— Records from a data source —
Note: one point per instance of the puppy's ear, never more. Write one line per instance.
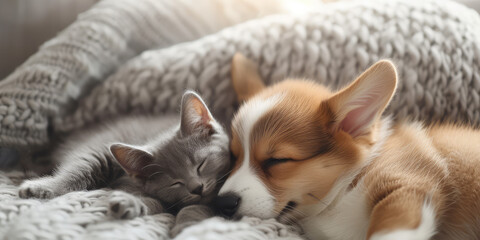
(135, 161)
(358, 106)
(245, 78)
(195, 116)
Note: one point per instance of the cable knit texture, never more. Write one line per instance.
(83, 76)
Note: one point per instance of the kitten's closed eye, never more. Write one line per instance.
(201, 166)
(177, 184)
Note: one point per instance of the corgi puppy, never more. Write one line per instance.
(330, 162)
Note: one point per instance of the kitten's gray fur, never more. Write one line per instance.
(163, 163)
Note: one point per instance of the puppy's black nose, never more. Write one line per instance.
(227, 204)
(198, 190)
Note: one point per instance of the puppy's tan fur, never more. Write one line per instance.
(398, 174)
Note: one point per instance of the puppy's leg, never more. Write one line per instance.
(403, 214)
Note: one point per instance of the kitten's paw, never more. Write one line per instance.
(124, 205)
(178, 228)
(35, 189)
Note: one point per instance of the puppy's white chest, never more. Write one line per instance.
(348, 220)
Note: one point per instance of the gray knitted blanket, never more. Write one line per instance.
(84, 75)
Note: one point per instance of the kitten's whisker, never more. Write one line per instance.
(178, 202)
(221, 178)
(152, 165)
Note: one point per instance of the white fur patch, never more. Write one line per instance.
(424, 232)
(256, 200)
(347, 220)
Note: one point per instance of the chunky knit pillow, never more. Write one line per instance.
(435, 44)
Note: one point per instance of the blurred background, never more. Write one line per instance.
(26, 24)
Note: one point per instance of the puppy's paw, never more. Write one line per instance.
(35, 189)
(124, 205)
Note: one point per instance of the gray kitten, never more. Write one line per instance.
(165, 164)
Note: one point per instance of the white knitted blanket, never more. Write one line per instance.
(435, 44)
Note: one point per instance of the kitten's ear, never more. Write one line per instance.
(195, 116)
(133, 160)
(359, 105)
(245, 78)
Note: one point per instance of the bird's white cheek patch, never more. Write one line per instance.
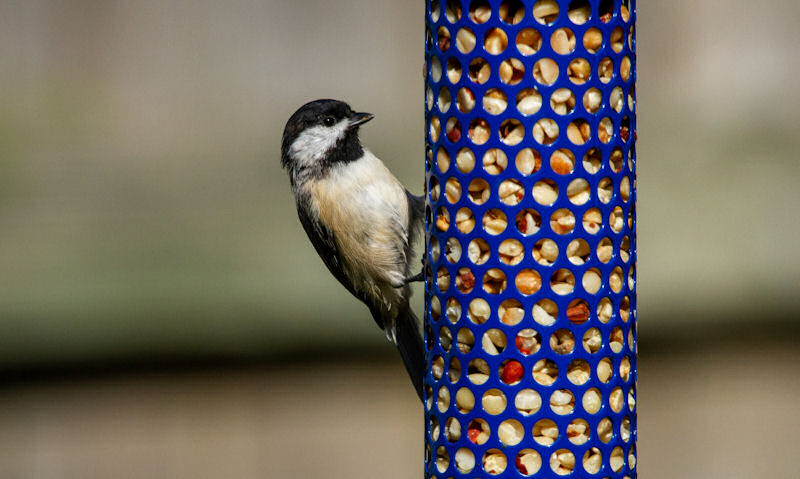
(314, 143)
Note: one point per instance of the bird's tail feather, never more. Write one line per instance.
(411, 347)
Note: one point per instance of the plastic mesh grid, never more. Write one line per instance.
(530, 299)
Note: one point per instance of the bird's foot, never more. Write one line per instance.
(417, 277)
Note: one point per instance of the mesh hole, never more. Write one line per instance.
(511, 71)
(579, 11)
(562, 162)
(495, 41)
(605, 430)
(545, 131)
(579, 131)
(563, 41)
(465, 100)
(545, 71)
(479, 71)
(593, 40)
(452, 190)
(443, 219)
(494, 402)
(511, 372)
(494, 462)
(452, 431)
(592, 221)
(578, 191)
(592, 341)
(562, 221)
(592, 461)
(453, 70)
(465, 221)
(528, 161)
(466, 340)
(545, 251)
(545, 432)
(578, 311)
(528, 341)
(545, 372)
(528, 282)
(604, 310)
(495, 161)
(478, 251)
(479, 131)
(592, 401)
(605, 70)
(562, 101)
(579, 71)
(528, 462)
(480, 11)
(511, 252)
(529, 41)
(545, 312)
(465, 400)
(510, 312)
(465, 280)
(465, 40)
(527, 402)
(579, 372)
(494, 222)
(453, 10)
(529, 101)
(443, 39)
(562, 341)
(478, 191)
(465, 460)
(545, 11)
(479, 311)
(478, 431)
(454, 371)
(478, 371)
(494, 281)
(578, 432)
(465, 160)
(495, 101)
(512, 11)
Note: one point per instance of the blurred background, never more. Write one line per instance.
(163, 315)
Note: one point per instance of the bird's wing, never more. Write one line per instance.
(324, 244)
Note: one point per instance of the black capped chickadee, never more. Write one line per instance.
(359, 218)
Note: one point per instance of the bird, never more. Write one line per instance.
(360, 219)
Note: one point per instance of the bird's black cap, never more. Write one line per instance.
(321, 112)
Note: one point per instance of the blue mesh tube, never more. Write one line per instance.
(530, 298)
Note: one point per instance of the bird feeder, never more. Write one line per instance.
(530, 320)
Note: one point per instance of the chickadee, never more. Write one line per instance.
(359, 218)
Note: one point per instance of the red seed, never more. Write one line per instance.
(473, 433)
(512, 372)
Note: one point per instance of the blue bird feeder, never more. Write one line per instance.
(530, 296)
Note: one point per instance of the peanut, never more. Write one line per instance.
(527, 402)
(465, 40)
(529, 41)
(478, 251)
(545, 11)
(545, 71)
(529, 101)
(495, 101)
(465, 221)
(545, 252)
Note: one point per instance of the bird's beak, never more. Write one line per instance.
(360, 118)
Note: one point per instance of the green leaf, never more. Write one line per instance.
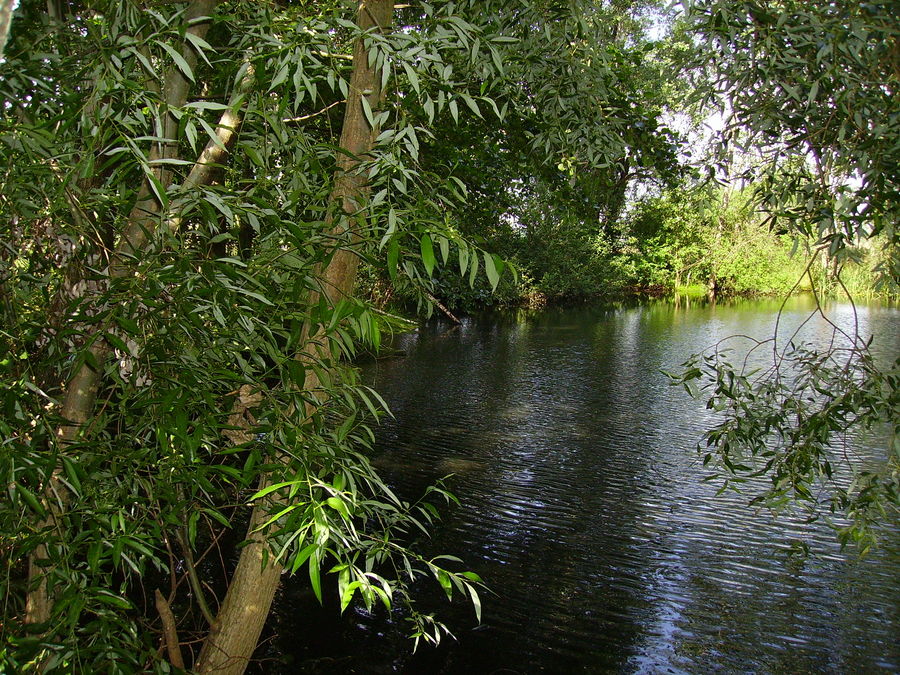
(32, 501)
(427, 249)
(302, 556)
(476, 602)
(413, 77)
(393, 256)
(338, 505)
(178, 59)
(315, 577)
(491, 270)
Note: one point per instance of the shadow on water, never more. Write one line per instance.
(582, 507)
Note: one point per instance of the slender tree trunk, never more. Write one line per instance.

---

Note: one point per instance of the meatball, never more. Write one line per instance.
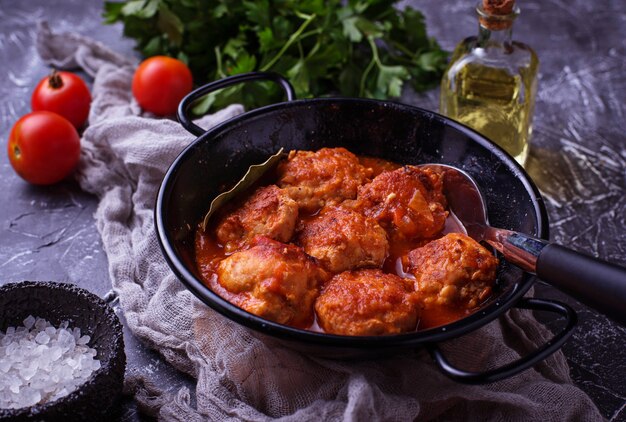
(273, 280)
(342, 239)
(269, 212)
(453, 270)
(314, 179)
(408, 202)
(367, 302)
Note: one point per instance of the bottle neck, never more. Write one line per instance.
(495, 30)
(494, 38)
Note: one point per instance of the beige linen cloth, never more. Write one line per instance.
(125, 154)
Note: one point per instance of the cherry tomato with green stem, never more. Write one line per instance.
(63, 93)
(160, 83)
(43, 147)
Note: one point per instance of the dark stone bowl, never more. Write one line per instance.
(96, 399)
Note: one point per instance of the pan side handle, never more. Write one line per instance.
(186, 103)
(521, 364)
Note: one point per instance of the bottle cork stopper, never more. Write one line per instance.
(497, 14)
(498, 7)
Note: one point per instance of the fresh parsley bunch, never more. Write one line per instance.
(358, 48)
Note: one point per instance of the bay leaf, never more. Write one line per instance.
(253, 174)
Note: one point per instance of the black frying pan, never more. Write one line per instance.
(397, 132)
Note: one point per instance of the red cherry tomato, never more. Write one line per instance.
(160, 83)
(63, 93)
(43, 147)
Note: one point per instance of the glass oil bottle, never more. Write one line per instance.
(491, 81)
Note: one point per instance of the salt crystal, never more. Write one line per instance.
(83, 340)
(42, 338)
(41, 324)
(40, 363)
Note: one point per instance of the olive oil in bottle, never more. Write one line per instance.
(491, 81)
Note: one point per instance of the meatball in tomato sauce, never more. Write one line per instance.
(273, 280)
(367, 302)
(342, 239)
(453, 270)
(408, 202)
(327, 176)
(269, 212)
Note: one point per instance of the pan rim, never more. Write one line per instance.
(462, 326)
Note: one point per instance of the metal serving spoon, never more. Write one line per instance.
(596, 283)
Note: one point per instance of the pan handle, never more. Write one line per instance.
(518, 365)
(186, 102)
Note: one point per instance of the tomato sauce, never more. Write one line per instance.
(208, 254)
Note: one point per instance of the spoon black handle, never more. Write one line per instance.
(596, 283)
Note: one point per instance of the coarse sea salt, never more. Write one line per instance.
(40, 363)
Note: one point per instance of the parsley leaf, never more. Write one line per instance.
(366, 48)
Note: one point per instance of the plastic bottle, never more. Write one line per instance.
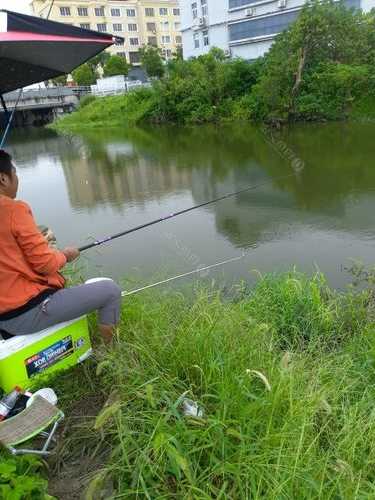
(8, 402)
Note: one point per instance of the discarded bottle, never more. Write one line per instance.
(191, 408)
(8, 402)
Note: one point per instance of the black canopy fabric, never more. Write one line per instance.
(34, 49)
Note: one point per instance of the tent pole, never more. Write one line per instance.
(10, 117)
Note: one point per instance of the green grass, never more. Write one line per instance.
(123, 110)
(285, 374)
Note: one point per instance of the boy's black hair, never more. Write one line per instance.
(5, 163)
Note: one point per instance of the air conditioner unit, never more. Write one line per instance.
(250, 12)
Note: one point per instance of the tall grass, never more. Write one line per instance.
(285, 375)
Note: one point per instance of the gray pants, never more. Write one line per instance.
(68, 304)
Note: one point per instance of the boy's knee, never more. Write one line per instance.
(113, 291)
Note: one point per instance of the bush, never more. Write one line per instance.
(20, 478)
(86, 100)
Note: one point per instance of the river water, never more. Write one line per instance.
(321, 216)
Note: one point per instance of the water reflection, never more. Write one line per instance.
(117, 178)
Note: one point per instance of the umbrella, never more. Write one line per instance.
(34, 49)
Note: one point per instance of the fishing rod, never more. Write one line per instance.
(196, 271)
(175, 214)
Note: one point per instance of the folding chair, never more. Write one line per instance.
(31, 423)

...

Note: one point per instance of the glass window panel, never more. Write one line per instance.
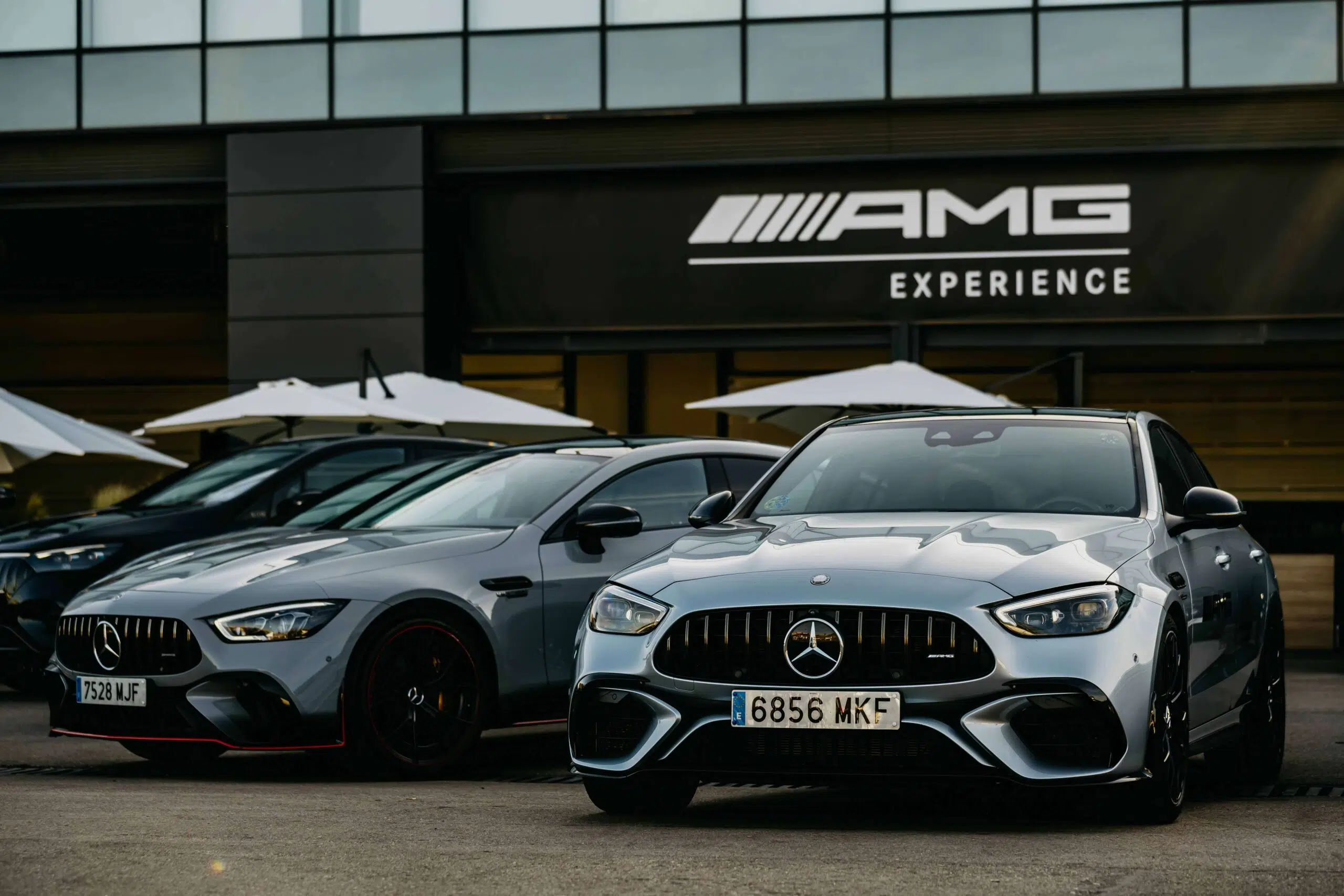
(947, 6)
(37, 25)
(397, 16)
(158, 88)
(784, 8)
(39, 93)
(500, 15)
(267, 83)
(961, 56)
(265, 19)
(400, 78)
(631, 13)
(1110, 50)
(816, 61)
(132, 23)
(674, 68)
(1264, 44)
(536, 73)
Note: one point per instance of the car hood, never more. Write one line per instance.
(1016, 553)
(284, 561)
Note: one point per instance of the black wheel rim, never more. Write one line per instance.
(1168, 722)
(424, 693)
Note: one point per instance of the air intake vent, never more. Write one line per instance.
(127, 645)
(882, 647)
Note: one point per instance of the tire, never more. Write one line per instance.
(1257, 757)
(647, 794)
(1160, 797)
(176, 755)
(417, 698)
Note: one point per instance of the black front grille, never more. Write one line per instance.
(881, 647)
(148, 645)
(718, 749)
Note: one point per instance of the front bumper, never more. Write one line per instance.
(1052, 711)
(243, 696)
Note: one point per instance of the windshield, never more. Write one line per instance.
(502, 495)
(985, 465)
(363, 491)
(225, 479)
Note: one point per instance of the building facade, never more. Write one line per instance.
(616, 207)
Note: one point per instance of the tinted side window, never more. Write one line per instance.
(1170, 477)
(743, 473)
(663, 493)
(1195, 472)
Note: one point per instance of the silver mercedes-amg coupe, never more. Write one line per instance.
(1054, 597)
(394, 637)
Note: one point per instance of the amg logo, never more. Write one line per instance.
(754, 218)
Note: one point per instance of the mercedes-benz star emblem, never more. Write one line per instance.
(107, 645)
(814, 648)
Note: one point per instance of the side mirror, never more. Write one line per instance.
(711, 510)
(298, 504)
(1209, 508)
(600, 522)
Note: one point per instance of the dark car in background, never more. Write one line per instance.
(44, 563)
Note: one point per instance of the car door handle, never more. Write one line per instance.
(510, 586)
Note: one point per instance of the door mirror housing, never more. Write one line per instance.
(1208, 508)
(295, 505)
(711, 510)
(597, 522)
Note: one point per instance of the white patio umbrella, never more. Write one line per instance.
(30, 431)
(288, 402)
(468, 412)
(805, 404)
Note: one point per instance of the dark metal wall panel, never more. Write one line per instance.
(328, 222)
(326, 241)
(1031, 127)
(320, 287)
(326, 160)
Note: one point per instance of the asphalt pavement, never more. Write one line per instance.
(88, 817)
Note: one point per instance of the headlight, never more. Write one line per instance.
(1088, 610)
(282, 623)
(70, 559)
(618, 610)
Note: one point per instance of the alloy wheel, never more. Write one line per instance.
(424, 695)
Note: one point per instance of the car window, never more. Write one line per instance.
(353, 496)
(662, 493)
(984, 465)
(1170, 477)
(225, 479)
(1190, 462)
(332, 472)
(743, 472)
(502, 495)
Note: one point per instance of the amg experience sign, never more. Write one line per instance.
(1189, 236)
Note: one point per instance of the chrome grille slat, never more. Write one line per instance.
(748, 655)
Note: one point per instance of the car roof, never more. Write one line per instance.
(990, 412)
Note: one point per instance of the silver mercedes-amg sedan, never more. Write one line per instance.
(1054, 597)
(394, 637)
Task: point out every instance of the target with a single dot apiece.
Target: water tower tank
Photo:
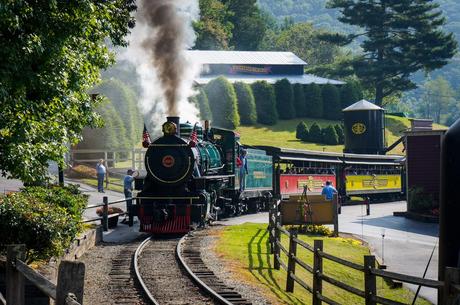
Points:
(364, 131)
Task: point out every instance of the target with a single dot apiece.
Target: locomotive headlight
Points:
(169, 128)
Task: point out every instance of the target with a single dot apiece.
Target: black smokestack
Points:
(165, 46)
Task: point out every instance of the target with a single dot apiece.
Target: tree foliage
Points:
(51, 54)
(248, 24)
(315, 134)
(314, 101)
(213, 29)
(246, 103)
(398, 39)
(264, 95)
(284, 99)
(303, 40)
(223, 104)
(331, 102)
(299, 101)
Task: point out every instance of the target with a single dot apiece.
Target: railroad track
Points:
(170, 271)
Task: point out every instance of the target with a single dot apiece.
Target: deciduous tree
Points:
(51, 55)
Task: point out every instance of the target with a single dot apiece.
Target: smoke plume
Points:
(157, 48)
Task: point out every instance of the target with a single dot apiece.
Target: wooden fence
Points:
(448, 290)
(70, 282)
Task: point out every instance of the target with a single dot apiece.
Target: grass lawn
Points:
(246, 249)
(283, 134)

— YOUR INSTRUCTIONS —
Say how many lines in the entries contain the string "tree", and say nothing else.

— EXERCISE SOLUTION —
3